§ Исследуемый текст

Сведения о путешествиях Скварчоне не основываются на достоверных документах. Однако они вполне вероятны.
[Закрыть]. Его мастерской было суждено воспитать целое поколение североитальянских живописцев; и она является первым прообразом будущих художественных академий. Сам Скварчоне отнюдь не обладал большим художественным талантом; «Мадонна», подписанная его полным именем и хранящаяся теперь в берлинском музее, не говорит и о каких-либо сильных античных реминисценциях. В профильном положении мадонны позади балюстрады, в движении ребенка и в атрибутах – канделябре и гирляндах – скорее, сказывается влияние рельефов Донателло. Но, очевидно, Скварчоне был выдающимся педагогом, и его археологический энтузиазм заражал всех, приходивших с ним в соприкосновение. По словам старых авторов, более ста учеников, не только падуанцев, не только уроженцев соседней Венеции или Феррары, но также приезжих из отдаленных городов Ломбардии, работало в мастерской Скварчоне, развивая свой новый, «антиготический» стиль изучением и копированием памятников античной скульптуры. Однако нужно иметь в виду, что этот археологический энтузиазм падуанской школы сильно отличался от того возрождения античности, которое вдохновляло римских и флорентийских художников. Флорентийские реформаторы ставили своей целью проникновение в самую сущность античного художественного мировоззрения, стремились усвоить себе классические принципы и приемы подхода к натуре, тогда как школа Скварчоне в пылу увлечения скульптурными памятниками античности перенесла и в натуру и в живопись пластическую твердость античных статуй, весь мир стала видеть в неподвижной каменной застылости. Это окаменение натуры и является главной отличительной особенностью падуанской живописной школы кватроченто.

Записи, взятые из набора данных
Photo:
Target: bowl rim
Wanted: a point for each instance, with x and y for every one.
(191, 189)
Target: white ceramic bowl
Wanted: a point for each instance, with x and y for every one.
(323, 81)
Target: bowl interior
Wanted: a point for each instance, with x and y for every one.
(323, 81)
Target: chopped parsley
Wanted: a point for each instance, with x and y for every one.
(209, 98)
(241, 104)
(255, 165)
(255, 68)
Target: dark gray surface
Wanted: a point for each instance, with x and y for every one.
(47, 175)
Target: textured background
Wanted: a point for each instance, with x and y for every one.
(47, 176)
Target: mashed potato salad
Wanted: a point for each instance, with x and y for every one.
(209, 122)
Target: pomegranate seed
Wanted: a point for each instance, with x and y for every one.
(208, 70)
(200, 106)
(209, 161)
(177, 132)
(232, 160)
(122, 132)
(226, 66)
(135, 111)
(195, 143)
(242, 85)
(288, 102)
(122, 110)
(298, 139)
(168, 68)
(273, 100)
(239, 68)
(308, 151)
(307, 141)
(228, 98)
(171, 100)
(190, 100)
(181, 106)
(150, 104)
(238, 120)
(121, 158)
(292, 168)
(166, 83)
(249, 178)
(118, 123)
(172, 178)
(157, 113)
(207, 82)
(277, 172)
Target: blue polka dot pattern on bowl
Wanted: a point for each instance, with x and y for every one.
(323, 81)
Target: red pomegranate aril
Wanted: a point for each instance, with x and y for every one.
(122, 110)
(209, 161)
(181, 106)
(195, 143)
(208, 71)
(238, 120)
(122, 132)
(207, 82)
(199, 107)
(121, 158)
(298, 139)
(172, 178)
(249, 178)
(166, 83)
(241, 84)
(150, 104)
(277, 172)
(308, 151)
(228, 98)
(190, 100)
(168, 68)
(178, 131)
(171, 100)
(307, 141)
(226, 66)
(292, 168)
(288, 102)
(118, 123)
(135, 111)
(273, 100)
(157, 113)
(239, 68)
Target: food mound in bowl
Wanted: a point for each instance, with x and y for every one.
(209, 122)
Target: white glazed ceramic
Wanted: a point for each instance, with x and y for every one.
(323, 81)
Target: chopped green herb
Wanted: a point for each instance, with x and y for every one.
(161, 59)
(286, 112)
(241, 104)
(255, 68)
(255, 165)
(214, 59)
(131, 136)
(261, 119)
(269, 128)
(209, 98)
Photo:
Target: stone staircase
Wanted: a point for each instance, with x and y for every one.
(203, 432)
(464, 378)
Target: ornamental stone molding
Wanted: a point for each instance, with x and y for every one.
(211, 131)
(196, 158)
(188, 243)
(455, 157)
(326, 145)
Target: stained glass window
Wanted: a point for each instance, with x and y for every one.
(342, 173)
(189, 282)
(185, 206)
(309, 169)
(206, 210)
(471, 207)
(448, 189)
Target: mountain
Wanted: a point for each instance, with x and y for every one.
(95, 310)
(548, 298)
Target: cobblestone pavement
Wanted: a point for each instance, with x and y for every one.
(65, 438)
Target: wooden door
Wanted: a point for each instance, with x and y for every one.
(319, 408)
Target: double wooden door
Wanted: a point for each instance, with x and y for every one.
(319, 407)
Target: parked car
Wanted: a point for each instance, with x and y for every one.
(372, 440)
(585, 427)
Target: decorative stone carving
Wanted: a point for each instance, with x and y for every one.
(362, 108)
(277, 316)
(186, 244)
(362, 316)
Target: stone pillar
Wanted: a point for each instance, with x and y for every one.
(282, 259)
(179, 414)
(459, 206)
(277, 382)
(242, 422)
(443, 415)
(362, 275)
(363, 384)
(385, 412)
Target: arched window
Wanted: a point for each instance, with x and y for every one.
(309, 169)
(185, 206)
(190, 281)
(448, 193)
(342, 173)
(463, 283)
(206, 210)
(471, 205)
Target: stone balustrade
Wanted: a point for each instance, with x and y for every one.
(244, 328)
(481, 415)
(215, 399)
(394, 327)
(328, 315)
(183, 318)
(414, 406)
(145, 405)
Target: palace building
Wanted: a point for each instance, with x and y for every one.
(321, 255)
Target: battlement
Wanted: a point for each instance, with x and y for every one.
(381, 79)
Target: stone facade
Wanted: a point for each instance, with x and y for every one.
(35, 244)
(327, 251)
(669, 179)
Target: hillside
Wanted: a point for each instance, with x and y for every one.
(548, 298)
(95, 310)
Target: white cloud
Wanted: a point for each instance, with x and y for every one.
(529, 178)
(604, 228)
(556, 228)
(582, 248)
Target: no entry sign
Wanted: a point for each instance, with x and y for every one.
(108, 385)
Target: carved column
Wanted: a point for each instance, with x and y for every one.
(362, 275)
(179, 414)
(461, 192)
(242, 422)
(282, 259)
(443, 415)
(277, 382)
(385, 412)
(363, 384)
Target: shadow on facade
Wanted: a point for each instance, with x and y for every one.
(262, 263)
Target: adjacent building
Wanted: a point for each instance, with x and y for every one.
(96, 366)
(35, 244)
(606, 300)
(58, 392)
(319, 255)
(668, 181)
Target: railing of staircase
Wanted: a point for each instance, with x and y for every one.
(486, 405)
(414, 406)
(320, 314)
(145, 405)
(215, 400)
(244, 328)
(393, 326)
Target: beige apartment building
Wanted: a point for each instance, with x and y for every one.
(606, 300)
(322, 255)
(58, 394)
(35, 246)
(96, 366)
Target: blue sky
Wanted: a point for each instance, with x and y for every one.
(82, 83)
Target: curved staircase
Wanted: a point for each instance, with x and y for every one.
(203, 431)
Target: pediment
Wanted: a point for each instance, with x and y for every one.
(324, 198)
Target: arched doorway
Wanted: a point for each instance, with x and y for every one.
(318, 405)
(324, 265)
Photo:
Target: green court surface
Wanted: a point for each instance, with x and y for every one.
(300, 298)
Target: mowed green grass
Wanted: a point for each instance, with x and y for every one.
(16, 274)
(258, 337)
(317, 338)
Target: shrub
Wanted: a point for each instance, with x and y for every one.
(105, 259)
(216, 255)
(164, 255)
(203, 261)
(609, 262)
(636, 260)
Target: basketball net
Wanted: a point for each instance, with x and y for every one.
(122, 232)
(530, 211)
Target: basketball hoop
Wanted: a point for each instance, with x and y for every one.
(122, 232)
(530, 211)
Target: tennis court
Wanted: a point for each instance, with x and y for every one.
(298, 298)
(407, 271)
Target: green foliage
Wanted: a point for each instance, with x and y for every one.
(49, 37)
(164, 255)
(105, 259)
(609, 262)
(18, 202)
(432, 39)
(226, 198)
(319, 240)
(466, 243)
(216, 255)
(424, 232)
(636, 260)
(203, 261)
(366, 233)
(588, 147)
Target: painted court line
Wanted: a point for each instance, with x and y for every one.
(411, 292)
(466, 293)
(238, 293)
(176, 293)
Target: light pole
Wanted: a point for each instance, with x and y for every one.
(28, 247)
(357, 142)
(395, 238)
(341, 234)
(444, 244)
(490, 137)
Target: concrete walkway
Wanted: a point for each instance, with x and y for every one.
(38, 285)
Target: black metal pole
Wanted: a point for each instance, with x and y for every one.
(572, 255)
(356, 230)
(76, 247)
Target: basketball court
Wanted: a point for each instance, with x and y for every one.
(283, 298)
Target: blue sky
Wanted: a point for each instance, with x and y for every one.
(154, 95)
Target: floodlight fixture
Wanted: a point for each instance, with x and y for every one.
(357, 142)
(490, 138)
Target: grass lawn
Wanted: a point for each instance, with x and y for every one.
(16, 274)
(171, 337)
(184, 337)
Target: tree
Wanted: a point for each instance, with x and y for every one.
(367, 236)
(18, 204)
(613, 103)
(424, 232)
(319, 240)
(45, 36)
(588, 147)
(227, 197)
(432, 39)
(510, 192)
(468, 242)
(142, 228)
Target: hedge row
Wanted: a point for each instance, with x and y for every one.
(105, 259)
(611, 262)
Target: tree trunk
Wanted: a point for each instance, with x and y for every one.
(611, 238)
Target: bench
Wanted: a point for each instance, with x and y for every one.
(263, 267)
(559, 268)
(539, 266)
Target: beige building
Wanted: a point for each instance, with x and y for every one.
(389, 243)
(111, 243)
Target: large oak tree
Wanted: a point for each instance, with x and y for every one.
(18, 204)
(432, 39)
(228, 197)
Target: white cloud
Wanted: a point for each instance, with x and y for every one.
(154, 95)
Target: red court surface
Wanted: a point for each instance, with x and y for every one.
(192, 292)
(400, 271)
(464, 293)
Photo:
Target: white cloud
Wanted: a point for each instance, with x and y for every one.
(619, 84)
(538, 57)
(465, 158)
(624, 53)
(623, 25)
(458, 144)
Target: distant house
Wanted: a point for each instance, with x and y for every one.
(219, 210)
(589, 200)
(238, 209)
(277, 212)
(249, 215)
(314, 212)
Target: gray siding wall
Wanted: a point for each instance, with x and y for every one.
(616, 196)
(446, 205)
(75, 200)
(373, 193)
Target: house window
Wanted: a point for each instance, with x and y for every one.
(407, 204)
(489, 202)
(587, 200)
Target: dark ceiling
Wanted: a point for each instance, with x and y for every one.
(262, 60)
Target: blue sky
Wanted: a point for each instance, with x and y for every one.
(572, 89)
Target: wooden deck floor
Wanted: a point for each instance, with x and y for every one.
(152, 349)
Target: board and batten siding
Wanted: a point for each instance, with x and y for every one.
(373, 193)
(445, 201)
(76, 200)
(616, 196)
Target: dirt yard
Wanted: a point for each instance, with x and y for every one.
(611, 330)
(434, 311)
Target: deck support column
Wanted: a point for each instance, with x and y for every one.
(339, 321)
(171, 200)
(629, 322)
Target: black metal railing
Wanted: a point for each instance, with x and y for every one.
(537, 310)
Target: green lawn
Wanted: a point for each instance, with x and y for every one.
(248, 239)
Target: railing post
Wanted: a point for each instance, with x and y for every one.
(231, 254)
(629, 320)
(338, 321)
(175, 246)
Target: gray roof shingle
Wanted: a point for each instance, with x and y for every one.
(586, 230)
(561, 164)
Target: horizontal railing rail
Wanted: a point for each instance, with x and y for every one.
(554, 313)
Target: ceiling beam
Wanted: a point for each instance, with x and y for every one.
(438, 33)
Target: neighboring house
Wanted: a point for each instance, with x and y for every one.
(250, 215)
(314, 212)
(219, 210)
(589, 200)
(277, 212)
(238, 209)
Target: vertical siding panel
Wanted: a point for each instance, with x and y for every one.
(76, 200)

§ Ваше задание
Перечислите все места, откуда, по словам исследуемого текста, приходили ученики в мастерскую Скварчоне.

§ Решение задачи
Падуя (падуанцы), соседняя Венеция, Феррара, отдаленные города Ломбардии.